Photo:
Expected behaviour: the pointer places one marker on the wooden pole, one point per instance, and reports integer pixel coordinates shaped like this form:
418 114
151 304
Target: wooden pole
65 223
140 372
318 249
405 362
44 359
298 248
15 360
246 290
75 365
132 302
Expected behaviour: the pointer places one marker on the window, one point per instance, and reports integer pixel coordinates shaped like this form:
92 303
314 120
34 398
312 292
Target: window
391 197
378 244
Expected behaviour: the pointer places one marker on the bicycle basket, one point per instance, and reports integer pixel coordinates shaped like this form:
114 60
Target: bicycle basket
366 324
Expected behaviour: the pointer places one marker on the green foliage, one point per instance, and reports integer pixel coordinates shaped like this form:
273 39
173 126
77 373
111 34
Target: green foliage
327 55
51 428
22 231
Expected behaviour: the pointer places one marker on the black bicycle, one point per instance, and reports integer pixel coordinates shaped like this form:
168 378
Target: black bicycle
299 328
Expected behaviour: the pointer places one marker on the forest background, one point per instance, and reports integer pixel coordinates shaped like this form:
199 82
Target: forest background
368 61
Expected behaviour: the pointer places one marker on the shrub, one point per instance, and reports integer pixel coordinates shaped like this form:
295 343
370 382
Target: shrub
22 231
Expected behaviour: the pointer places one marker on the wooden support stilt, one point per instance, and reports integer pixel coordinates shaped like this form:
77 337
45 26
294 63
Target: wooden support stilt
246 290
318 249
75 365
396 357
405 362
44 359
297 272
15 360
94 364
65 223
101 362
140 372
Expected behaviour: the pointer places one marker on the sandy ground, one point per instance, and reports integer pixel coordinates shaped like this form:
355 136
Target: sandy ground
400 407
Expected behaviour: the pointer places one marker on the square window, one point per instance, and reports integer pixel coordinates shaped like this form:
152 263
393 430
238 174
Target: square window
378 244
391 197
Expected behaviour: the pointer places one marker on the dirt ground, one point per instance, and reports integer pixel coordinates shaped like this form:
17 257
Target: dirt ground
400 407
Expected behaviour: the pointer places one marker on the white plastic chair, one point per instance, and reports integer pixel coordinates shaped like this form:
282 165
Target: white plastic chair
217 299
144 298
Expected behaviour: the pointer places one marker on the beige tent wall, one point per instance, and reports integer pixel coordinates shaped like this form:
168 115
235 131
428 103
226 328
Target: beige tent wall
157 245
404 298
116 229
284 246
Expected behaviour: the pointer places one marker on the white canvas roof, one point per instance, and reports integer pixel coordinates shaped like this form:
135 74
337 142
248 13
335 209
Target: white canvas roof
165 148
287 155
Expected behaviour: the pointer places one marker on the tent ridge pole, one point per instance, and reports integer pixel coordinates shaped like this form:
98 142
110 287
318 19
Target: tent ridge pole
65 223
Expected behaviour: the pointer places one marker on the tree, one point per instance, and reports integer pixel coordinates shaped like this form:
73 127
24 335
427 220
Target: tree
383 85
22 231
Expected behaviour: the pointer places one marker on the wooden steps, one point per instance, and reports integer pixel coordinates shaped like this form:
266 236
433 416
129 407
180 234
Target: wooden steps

+ + + +

**What you have to do**
Reproduce each line from the data that has "steps" in it.

**Worked solution**
Expected behaviour: the pointer places one marker on the wooden steps, one point per instance, and reports integer pixel coordinates shaped like this form:
Target: wooden steps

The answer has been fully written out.